本关是一个基于Uniswap实现的DAO合约,使用YIN&YANG实现配对合约。初始时player拥有5000YIN&5000YANG,目标从FakerDAO合约中借取1LAMBO的流动性代币。难度七颗星。

合约代码分析

很明显,利用Uniswap的闪电贷属性[2],完成借贷并在闪电贷过程中调用FakerDAO合约的borrow获取流动性token,然后归还闪电贷即可。闪电贷[2]需要实现IUniswapV2Callee接口的uniswapV2Call方法。

攻击

首先从攻击合约中获取配对合约token0&token1,把player拥有的初始化token,转给攻击合约,攻击合约实现uniswapV2Call接口,利用闪电贷(Flash Loan)完成借贷,并调用FakerDAO.borrow方法获取流动性token,最后归还闪电贷。

任务说明 » 将文本段落中以"首先从攻击合约中获取"开头的那一段改写成分步列表,并保留其主要事实。 这些条目与本题无关。

存储条目 »
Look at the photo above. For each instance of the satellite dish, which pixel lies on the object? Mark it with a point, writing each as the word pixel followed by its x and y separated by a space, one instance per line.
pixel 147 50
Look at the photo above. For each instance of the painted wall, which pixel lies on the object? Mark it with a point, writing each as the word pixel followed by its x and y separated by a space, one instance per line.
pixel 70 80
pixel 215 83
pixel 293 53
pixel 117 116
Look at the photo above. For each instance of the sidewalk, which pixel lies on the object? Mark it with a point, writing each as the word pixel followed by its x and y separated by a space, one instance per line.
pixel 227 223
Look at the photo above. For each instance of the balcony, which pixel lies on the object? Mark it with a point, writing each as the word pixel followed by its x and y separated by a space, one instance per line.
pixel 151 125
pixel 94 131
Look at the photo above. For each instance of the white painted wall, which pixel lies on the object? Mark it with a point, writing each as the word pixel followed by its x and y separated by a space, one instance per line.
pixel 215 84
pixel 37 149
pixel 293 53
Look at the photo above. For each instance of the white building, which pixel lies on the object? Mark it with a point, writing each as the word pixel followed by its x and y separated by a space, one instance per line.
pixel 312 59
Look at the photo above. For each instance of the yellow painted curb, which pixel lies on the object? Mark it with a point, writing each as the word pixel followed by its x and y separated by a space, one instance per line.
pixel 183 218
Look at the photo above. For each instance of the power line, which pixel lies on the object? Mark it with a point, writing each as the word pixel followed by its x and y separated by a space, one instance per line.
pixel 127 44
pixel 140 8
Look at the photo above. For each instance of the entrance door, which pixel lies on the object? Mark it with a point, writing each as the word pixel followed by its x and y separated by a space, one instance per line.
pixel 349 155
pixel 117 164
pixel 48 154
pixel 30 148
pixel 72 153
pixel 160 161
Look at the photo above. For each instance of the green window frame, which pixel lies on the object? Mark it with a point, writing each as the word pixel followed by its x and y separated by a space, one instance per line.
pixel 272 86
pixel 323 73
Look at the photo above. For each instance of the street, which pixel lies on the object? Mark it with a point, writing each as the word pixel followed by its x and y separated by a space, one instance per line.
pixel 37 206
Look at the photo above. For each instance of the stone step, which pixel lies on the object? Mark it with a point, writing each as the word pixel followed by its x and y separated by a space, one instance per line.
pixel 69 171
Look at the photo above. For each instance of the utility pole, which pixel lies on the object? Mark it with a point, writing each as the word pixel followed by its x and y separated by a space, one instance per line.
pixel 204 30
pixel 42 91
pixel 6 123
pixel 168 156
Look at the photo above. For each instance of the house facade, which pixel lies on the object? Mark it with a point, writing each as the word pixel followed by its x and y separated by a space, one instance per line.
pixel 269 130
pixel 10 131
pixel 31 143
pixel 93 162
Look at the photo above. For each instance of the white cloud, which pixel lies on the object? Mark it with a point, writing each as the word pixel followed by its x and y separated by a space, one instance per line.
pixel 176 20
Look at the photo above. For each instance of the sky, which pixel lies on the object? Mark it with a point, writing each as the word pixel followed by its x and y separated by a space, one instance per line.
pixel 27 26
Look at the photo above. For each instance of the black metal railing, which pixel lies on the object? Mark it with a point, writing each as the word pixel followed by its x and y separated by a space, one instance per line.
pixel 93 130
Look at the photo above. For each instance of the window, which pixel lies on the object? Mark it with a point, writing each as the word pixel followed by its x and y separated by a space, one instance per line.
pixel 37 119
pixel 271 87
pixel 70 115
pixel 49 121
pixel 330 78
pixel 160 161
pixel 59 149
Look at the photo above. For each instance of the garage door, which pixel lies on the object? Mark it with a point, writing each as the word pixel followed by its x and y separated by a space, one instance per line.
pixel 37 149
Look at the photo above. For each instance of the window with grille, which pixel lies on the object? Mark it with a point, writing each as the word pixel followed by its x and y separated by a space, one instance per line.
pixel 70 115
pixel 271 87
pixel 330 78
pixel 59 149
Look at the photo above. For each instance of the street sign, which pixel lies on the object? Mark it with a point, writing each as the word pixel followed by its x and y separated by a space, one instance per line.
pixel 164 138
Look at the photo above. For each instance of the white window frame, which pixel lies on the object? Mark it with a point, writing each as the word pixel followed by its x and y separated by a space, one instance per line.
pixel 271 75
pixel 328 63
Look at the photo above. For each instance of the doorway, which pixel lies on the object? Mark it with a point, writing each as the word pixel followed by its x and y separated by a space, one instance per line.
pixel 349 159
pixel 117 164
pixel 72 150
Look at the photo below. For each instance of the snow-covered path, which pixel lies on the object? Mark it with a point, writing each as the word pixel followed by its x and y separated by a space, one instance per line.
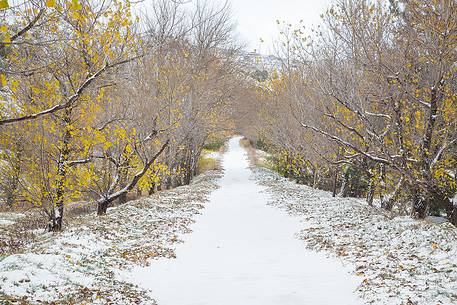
pixel 243 252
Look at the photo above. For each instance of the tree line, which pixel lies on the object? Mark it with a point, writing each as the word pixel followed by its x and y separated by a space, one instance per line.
pixel 99 99
pixel 367 105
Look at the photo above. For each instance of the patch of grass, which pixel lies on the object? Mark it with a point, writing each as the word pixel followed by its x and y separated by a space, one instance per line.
pixel 205 164
pixel 245 143
pixel 215 145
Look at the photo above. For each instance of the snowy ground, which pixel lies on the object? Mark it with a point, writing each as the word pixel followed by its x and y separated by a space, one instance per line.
pixel 80 265
pixel 243 252
pixel 245 249
pixel 399 261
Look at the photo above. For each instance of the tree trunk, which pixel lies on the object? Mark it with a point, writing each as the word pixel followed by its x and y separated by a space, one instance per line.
pixel 371 190
pixel 102 207
pixel 345 185
pixel 58 208
pixel 453 218
pixel 151 189
pixel 315 179
pixel 335 182
pixel 123 198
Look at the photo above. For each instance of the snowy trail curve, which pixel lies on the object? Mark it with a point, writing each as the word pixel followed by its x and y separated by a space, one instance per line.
pixel 243 252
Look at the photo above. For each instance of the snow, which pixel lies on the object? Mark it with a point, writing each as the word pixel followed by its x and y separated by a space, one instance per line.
pixel 79 265
pixel 242 251
pixel 213 155
pixel 399 260
pixel 9 218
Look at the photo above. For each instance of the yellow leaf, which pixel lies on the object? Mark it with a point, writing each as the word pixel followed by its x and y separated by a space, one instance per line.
pixel 7 38
pixel 3 81
pixel 4 4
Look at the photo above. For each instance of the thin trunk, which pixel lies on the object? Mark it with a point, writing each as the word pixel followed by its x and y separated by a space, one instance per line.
pixel 58 207
pixel 371 190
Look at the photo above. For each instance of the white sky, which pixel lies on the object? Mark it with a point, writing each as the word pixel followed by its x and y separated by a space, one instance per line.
pixel 256 19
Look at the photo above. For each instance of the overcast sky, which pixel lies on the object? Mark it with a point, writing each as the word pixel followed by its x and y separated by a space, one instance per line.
pixel 257 18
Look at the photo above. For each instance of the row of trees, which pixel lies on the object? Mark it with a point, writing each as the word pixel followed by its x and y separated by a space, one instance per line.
pixel 97 102
pixel 374 101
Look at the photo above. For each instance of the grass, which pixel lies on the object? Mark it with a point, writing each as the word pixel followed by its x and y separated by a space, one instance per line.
pixel 245 143
pixel 215 145
pixel 205 164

参考解答 »
1. 从攻击合约中获取配对合约的token0和token1。
2. 把player拥有的初始token转给攻击合约。
3. 攻击合约实现uniswapV2Call接口,利用闪电贷(Flash Loan)完成借贷。
4. 调用FakerDAO.borrow方法获取流动性token。
5. 最后归还闪电贷。